The count of lines with the string "woman" in the material is all that should be returned.

..............................

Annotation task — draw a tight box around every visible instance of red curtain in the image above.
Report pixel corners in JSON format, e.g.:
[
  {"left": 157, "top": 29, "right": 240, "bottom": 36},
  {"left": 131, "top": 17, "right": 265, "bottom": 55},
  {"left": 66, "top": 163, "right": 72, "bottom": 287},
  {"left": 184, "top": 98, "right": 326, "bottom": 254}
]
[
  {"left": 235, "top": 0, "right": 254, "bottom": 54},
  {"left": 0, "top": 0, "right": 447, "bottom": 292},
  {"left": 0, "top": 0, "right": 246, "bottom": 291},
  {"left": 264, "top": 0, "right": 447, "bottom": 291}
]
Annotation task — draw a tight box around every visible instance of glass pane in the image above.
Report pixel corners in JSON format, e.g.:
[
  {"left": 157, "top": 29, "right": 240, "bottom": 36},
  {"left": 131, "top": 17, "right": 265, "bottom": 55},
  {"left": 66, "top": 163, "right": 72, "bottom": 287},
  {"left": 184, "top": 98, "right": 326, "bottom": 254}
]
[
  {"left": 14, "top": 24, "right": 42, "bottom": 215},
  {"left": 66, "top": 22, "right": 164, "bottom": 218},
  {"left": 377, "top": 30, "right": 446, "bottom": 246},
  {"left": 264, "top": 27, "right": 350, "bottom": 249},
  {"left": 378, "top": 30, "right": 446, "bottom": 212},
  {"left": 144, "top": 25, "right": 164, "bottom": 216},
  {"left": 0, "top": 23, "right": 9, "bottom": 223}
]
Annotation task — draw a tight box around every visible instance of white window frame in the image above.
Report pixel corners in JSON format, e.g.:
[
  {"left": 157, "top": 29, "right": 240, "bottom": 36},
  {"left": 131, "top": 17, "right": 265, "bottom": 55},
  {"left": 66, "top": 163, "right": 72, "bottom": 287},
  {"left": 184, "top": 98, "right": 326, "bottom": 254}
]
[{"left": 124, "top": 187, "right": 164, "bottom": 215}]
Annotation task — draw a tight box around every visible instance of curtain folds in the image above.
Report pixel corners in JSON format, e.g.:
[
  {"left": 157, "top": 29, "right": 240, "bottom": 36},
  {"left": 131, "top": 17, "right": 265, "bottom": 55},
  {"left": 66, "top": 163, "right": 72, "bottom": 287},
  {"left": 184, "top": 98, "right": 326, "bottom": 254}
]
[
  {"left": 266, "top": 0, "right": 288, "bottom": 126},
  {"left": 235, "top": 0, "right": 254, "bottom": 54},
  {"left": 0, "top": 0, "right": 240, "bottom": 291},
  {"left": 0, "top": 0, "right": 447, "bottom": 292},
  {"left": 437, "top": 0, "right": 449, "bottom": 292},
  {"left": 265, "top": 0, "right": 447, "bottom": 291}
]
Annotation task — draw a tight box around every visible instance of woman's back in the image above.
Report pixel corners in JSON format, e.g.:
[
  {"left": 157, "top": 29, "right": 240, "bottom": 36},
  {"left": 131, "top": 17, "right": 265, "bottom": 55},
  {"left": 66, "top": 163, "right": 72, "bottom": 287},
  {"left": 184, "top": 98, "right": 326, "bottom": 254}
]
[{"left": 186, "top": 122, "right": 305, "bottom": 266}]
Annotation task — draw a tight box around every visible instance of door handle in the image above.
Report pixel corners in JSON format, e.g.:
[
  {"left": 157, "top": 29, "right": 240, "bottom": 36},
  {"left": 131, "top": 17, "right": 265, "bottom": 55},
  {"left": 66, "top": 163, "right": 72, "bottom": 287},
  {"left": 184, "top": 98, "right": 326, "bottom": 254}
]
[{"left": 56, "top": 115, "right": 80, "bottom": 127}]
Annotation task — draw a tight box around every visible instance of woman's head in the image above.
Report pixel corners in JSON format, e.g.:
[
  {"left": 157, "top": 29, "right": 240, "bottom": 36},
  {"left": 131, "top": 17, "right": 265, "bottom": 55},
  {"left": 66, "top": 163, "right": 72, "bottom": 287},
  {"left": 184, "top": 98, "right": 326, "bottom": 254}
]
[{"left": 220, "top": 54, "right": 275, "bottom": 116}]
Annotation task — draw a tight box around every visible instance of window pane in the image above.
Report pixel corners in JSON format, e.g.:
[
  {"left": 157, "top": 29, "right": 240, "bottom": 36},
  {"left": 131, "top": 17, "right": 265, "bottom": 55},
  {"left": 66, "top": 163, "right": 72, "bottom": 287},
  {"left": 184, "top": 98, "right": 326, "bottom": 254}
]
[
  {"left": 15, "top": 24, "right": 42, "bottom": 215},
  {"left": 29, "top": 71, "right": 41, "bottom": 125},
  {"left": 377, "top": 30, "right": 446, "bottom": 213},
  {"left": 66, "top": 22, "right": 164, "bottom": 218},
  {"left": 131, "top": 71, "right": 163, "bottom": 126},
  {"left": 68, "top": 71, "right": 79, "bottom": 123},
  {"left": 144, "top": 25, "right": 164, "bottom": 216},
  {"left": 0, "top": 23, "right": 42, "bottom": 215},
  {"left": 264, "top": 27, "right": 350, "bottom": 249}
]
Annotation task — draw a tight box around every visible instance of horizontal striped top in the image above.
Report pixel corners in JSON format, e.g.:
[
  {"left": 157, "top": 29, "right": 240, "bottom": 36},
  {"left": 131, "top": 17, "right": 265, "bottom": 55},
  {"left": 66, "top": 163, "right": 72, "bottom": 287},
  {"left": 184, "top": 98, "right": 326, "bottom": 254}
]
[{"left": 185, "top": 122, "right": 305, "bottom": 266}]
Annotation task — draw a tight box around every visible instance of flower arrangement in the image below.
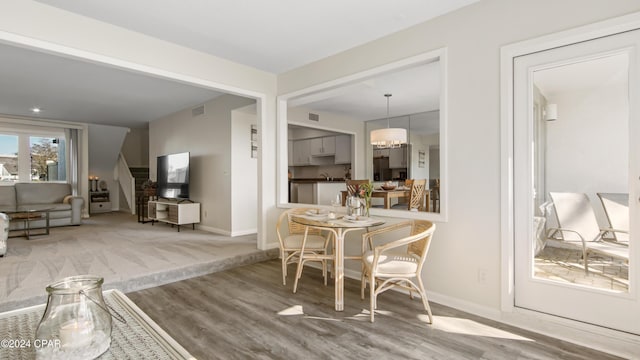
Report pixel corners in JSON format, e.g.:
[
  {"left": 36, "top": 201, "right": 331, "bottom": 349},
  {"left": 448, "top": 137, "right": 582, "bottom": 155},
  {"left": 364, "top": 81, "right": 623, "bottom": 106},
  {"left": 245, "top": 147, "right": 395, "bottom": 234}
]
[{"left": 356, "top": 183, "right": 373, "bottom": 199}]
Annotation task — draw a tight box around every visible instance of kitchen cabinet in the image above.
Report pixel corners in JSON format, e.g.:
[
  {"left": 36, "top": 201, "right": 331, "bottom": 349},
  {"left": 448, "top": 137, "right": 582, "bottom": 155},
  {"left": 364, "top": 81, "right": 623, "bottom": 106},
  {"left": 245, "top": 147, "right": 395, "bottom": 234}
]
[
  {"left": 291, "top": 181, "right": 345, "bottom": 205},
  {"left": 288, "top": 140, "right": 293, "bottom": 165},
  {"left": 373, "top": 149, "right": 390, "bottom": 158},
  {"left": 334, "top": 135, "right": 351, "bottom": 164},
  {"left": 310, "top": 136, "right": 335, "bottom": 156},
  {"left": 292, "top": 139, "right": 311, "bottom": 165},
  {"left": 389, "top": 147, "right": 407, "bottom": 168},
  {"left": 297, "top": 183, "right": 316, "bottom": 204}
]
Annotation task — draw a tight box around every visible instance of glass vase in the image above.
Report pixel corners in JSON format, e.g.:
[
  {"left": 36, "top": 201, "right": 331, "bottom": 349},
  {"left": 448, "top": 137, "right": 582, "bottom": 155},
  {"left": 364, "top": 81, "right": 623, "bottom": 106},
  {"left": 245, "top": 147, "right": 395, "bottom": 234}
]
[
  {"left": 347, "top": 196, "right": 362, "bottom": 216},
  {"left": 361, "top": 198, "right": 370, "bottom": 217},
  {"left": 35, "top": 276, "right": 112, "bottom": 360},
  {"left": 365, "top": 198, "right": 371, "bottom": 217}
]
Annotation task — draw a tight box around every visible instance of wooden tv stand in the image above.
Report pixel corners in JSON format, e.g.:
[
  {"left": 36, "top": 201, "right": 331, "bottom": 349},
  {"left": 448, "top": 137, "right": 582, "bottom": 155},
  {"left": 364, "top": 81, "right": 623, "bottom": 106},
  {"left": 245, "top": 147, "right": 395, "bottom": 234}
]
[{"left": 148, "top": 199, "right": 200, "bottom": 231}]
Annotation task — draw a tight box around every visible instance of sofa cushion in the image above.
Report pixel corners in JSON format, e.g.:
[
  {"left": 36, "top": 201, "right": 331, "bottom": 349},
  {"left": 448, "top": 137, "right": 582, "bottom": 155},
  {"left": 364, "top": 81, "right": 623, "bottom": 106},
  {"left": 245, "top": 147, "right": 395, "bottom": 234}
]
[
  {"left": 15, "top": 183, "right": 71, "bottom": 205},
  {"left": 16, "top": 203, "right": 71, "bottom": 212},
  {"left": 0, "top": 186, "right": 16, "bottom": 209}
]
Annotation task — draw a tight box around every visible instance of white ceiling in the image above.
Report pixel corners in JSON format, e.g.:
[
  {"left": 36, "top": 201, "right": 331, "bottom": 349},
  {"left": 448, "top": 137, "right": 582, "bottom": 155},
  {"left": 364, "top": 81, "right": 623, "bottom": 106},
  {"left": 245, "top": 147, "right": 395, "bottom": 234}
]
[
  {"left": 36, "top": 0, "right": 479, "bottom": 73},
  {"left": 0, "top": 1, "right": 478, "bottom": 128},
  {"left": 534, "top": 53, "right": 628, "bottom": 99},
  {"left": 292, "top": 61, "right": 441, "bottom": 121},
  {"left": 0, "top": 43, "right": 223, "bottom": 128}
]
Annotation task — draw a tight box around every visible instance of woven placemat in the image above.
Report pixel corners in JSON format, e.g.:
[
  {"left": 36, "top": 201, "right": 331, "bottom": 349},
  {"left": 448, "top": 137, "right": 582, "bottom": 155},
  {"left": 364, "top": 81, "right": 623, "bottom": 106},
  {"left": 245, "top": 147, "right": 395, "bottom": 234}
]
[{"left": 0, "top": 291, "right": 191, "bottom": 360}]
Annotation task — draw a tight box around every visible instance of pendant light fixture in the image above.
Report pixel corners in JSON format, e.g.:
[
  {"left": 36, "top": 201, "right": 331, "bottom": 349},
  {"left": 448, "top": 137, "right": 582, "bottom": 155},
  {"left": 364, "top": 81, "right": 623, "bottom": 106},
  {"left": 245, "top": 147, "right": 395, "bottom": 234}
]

..............................

Task output: 2